▶ **EXCERPTED TEXT**

* * * * * * * * *

Faculty development: a ‘Field of Dreams’?
Article first published online: 17 DEC 2008
© Blackwell Publishing Ltd 2009
Volume 43, Issue 1, pages 42–49, January 2009
How to Cite
Steinert, Y., McLeod, P. J., Boillat, M., Meterissian, S., Elizov, M. and Macdonald, M. E. (2009), Faculty development: a ‘Field of Dreams’?. Medical Education, 43: 42–49. doi: 10.1111/j.1365-2923.2008.03246.x
- Issue published online: 17 DEC 2008
- Article first published online: 17 DEC 2008
- Received 7 March 2008; editorial comments to authors 27 May 2008; accepted for publication 24 July 2008
- *faculty, medical;
- *education, medical;
- programme development;
- focus groups;
- attitude of health personnel;
Objectives Participants in faculty development workshops often comment that ‘those who need faculty development the most attend the least’. The goals of this study were to explore the reasons why some clinical teachers do not participate in centralised faculty development activities and to learn how we can make faculty development programmes more relevant to teachers’ needs.
Methods In 2006, we conducted focus groups with 16 clinical teachers, who had not participated in faculty development activities, to ascertain their perceptions of faculty development, reasons for non-participation and perceived barriers to involvement. Content analysis and team consensus guided the data interpretation.

* * * * * * * * *

[Saved data entries]
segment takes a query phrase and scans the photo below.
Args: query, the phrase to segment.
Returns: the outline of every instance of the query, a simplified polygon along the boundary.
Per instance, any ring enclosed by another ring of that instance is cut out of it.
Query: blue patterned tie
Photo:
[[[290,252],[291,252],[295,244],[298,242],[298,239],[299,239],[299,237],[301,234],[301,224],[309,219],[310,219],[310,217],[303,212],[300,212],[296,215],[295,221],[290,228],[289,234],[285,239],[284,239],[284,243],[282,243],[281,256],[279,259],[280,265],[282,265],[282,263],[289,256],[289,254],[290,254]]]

* * * * * * * * *

▶ **STUDY QUESTIONS**
a – Answer these questions about the faculty development article:
(i) In what year were the focus groups conducted?
(ii) How many clinical teachers took part in the focus groups?
(iii) On what date was the article accepted for publication?
b – Copy the part of the faculty development article that opens with the words containing "Methods In 2006, we" and closes with "the data interpretation.".
c – Go on with the faculty development article, starting after its final sentence.

▶ **ANSWERS IN ORDER**
a –
(i) 2006
(ii) 16
(iii) 24 July 2008

b –
Methods In 2006, we conducted focus groups with 16 clinical teachers, who had not participated in faculty development activities, to ascertain their perceptions of faculty development, reasons for non-participation and perceived barriers to involvement. Content analysis and team consensus guided the data interpretation.

c –
Results Focus group participants were aware of faculty development offerings and valued the goals of these activities. Important reasons for non-participation emerged: clinical reality, which included volume of work and lack of (protected) time; logistical issues, such as timing and the central location of organised activities; a perceived lack of financial reward and recognition for teaching, and a perceived lack of direction from, and connection to, the university.
Conclusions Clinical reality and logistical issues appeared to be greater deterrents to participation than faculty development goals, content or strategies. Moreover, when asked to discuss faculty development, teachers referred to their development as faculty members in the broadest sense, which included personal and career development. They also expressed the desire for clear guidance from the university, financial rewards and recognition for teaching, and a sense of ‘belonging’. Faculty development programmes should try to address these organisational issues as well as teachers’ personal and professional needs.